**REQUIREMENT**
Copy the data below verbatim, from the line containing "the white church" through the line containing "pixel 434 542", both of those lines included, and nothing else.
····················
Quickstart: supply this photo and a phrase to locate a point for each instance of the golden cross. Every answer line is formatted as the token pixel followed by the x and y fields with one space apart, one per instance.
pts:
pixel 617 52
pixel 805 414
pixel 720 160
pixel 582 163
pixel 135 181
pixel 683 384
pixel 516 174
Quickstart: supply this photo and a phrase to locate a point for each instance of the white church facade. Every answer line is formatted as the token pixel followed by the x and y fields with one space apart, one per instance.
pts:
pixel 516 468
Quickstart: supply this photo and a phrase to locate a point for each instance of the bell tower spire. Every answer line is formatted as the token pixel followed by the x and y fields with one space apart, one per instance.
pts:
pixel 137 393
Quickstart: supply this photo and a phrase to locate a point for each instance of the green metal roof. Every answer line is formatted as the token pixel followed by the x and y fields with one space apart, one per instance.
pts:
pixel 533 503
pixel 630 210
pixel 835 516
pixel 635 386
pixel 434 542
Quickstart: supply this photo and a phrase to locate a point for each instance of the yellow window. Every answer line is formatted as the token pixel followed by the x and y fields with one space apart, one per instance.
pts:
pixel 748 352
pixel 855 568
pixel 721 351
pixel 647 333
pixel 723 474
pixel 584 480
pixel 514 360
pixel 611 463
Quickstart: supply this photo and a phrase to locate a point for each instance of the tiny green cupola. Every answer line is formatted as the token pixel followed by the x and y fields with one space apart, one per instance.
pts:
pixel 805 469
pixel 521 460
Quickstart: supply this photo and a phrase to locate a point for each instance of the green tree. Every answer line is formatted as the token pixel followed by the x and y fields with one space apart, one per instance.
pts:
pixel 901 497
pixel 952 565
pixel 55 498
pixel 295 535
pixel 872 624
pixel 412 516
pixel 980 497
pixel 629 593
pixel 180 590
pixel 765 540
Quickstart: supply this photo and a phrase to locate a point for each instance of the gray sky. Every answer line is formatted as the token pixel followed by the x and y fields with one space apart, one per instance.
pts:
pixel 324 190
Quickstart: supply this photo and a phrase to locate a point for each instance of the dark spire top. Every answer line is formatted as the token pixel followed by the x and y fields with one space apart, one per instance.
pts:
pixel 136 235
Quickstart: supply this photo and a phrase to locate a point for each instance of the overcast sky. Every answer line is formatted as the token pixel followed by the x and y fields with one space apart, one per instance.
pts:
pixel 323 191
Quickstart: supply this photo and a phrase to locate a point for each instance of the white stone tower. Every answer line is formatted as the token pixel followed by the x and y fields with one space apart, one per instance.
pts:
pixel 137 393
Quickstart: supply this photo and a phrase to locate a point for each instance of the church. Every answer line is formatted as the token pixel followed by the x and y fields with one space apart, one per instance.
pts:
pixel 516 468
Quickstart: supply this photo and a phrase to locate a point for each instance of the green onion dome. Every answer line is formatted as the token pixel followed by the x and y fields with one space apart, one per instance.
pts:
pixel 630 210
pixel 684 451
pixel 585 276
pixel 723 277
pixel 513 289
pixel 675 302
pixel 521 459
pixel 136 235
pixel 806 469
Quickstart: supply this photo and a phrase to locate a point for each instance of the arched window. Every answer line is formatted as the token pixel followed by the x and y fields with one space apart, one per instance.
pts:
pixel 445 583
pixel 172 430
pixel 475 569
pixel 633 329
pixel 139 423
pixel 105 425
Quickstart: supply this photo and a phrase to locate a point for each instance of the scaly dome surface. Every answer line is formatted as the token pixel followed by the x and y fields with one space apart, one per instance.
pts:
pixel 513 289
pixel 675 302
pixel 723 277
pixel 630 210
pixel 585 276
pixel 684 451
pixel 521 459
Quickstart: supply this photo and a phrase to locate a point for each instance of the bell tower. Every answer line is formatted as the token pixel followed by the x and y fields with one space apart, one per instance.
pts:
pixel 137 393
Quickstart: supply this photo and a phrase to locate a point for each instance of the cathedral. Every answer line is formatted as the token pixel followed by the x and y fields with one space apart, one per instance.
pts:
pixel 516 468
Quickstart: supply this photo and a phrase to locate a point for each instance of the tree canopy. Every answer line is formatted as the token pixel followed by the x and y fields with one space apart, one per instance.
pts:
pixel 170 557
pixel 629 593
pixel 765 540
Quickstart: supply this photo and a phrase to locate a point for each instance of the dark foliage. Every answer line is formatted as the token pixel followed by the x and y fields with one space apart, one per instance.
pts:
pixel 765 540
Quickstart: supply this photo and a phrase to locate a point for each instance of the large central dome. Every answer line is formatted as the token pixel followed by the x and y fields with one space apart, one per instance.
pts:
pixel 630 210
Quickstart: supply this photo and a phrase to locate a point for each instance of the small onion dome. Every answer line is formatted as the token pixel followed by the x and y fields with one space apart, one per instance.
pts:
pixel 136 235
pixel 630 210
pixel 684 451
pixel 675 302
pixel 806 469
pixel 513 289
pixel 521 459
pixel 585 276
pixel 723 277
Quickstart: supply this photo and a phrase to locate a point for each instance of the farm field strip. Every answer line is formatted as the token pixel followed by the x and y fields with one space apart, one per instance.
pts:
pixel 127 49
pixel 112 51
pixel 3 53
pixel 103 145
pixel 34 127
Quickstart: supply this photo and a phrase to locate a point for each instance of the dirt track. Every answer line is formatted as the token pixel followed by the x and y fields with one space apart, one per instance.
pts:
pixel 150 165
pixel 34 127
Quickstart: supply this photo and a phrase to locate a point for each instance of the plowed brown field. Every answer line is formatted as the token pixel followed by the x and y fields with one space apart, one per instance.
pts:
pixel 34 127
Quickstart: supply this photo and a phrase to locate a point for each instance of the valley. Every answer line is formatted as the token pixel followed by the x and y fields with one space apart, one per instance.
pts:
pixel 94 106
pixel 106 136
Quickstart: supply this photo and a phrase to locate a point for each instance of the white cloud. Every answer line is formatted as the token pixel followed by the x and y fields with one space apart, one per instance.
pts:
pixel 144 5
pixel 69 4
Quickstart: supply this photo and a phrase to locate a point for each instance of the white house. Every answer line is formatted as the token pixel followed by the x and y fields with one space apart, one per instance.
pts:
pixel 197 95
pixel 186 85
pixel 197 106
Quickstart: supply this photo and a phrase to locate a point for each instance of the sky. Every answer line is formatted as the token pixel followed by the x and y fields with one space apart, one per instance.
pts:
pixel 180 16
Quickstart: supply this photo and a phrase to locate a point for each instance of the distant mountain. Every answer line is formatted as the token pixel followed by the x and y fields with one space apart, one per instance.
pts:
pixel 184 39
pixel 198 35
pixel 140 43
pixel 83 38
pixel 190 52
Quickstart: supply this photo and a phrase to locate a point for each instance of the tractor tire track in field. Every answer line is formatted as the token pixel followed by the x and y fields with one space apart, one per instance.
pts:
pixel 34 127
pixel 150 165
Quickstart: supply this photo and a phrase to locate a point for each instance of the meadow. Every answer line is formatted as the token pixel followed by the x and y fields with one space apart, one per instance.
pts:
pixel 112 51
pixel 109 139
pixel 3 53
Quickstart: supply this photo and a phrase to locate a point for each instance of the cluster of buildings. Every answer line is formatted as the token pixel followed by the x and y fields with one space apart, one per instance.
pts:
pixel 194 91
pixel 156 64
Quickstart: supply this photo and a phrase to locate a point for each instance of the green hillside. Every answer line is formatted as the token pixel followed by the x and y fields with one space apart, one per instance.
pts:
····················
**RESULT FOR THIS TASK**
Quickstart: supply this photo and a phrase to locate a point for each instance of the white church facade. Every answer line is formatted as the token pixel followed by the x and y fields with one space apart, one per instance.
pts:
pixel 516 468
Quickstart: supply this photo and a phrase to locate a point for each instance of the bell tower spire. Every answer line is formatted as the token pixel followed by the x and y fields with one space apart, one per instance.
pts:
pixel 137 393
Quickstart: supply this photo and a phrase to locate a point for each instance of the green metal roof. Every answer line is formatted as the token pixel followed by the x and y fields with one space apart, one per instance.
pts:
pixel 533 503
pixel 630 210
pixel 835 516
pixel 635 386
pixel 434 542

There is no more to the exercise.